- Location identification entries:
----------
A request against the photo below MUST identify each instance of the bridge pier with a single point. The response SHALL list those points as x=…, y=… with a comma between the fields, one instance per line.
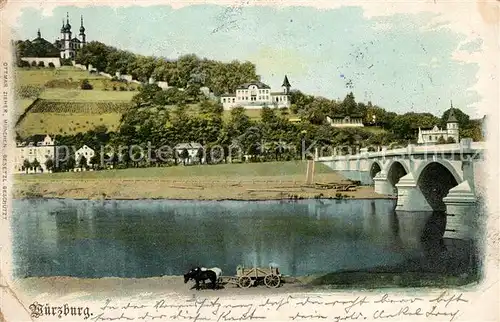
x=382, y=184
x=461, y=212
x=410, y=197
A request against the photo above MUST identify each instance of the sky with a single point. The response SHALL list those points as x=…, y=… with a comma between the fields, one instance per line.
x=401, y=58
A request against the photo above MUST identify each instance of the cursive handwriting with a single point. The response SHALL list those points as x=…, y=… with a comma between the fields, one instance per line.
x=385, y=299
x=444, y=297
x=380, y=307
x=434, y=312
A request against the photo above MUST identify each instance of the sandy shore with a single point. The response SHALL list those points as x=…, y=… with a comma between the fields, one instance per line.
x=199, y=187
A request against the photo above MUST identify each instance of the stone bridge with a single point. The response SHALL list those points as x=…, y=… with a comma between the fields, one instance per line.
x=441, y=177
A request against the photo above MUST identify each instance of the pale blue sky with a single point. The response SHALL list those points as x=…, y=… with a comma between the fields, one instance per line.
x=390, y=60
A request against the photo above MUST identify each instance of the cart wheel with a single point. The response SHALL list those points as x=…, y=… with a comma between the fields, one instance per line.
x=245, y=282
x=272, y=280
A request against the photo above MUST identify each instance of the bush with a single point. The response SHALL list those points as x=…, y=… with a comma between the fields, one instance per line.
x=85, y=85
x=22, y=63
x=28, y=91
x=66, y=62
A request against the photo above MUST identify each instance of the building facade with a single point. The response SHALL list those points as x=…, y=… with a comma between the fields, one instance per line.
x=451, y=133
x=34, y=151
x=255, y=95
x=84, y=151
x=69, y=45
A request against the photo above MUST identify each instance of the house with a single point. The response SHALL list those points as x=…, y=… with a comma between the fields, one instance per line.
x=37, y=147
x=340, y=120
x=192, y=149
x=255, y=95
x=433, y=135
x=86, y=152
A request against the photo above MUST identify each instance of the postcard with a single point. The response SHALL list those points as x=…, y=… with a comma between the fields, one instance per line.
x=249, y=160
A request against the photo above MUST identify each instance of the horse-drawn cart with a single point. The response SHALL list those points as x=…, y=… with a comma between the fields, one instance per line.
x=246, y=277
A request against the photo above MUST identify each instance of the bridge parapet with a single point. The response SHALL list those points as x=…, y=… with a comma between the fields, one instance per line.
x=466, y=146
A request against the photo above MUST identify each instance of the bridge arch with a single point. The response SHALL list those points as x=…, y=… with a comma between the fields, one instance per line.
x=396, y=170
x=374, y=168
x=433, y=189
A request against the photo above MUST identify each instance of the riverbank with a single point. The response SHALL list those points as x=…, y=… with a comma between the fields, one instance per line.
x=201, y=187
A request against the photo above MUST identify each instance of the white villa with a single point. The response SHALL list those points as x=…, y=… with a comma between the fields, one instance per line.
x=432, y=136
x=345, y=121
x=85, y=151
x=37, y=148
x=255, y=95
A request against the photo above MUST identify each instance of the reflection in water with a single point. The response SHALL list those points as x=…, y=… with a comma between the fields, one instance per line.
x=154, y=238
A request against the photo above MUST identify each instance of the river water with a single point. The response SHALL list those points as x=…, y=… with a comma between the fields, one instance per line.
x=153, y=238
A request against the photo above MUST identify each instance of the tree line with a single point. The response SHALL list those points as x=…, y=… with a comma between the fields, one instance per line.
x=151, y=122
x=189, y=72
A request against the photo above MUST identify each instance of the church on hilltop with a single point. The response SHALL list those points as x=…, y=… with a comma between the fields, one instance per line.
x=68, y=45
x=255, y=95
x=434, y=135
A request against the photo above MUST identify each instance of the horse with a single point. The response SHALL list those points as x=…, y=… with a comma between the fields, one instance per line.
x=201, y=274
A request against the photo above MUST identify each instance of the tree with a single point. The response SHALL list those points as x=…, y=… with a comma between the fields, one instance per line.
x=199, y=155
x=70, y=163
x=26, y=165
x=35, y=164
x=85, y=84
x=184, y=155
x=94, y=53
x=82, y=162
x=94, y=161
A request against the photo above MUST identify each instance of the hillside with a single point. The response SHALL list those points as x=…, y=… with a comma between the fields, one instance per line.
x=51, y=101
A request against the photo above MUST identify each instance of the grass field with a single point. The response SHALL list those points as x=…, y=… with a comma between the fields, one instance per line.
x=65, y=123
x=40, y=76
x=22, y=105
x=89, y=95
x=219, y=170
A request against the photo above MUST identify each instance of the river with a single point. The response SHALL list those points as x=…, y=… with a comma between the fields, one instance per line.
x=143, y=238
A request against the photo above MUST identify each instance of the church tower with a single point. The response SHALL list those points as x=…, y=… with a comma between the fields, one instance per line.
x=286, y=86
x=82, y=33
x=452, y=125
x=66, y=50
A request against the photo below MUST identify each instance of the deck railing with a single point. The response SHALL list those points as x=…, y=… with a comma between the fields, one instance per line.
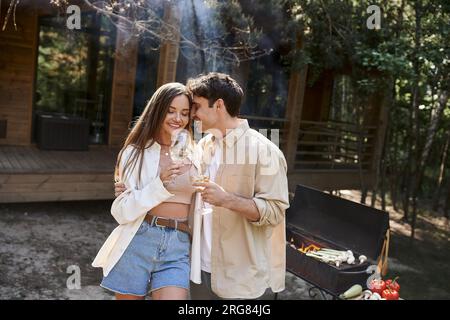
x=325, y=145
----------
- Problem: Put every one of the rows above into a two-column CSV with the header request,points. Give one line per request, with its text in the first field and its answer in the second. Quote each field, turn line breaks into spaces, and leave the pictures out.

- Result:
request,points
"A request against the photo below MUST identify each instance of the bridge pier with a single point. The response SHALL list those points as x=…, y=… with a comma between the fields, one instance per line.","x=382, y=184 x=461, y=212 x=410, y=197"
"A request against the photo above MUST identify each instance of the sky with a single point. The response SHALL list those points as x=…, y=… with a comma between the fields, one instance per line.","x=401, y=58"
"A request against the photo above MUST identify each instance of the cursive handwriting with a single point. The response SHALL list those points as x=…, y=… with a comma between the fields, one instance per line.","x=385, y=299 x=444, y=297 x=380, y=307 x=434, y=312"
"A request against the photo above MUST identify each instance of the sandy shore with a single point. The response SHALL list those points as x=…, y=… with a comma between the fields, one instance per line.","x=199, y=187"
"A request against the photo above MUST identify each instance of the stone bridge with a single point. The response SHALL list those points as x=…, y=… with a comma between the fields, one instance per line.","x=441, y=177"
"A request against the photo above MUST identify each instance of the pale blue sky with a single point. The response SHALL list those points as x=…, y=… with a comma between the fields, one instance per line.","x=390, y=60"
"A request against the photo above MUST identify each instance of the cart wheel with a single point. The response SHALL list those points as x=…, y=… with a comma between the fields, one instance per line.","x=245, y=282 x=272, y=280"
"A request against the photo above MUST identify each instance of the bush with a single point. The response SHALL list those points as x=…, y=… with a comma between the fields, one instance per line.","x=85, y=85 x=22, y=63 x=28, y=91 x=66, y=62"
"A request against the photo above MUST identify each instance of the building facade with a single point. The response SHALL list those points as x=…, y=… with a comma between the fields, one instance per line.","x=451, y=133 x=34, y=151 x=255, y=95 x=84, y=151 x=69, y=45"
"A request against the photo above MUST identify each instance of the house with a single point. The response SHALL list those points as x=…, y=… with a comma between the fields, one instance per line.","x=37, y=147 x=340, y=120 x=192, y=149 x=255, y=95 x=433, y=135 x=86, y=152"
"A request against the photo above MUST identify each instance of the postcard with a single point. The response SHALL list those points as x=…, y=… with a comma between the fields, one instance per line.","x=249, y=160"
"A request against the photo above MUST identify each instance of the horse-drawn cart with a single point. The response SHALL list those points as x=…, y=… with a comma between the fields, one instance per line.","x=246, y=277"
"A request against the photo above MUST identify each instance of the bridge parapet with a single point. The response SHALL list those points as x=…, y=… with a comma between the fields, one instance per line.","x=466, y=146"
"A request against the photo above MUST identify each instance of the bridge arch with a single point. The response SHALL list those points as x=…, y=… with a comma between the fields, one instance per line.","x=396, y=170 x=374, y=168 x=433, y=189"
"A request against the photo above MUST identify each instance of the riverbank with a single point. The response SHALL list those points as x=…, y=… with a comma between the fields, one instance per line.","x=201, y=187"
"A request against the photo above MUST identify each instance of the white villa with a single point. The response SHALL list those points as x=…, y=… with a comma between the fields, one instance per line.","x=432, y=136 x=345, y=121 x=85, y=151 x=37, y=148 x=255, y=95"
"A request against the photo above MUST identify each instance of the reflection in water with a single point. The response SHALL list those points as x=…, y=… with a comma between the fields, one instance per line.","x=154, y=238"
"A request against the photo above MUST identify each instance of the river water with a single point. The response SHALL list those points as x=…, y=… with a comma between the fields, one instance per line.","x=153, y=238"
"A request against the photo above MUST identify each instance of the tree line with a single point. The response SHALL list those points as x=…, y=… with a comma between the fields, one instance per line.","x=151, y=122 x=189, y=72"
"A request against the photo above MUST identify each instance of the church on hilltop with a single point. The response SHALL list those points as x=…, y=… with a comma between the fields, one instance per line.","x=68, y=45 x=255, y=95 x=434, y=135"
"A request against the photo above MUST identify each instance of the horse with a single point. The response SHALL list those points as x=…, y=… with a comma between the fields, one instance per line.","x=201, y=274"
"A request against the photo above MUST identify each instance of the tree with a single point. The response SHALL list those points as x=…, y=… with a comma between the fields, one instance per line.","x=199, y=155 x=70, y=163 x=26, y=165 x=35, y=164 x=85, y=84 x=184, y=155 x=94, y=53 x=82, y=162 x=94, y=161"
"A request against the photo above MUST identify each instance of the hillside with a single point. The response SHALL list those points as x=…, y=… with a comma between the fields, one instance per line.","x=51, y=101"
"A request against the photo above MUST identify each instance of the grass field with a single point. The response SHALL list those points as x=…, y=… with a comma between the fields, one instance per line.","x=65, y=123 x=40, y=76 x=22, y=105 x=89, y=95 x=219, y=170"
"A request against the photo above MUST identify each instance of the river with a single point. The response SHALL list those points as x=…, y=… with a comma between the fields, one instance per line.","x=143, y=238"
"A request against the photo above MUST identify each instance of the church tower with a single point. The response SHALL list those points as x=…, y=… with a comma between the fields, one instance per line.","x=286, y=86 x=82, y=33 x=452, y=125 x=66, y=50"
"A request against the photo below MUST identify each instance of the deck railing with a single point. The response SHALL list those points as x=…, y=… with a comma between the fields, one instance per line.","x=325, y=145"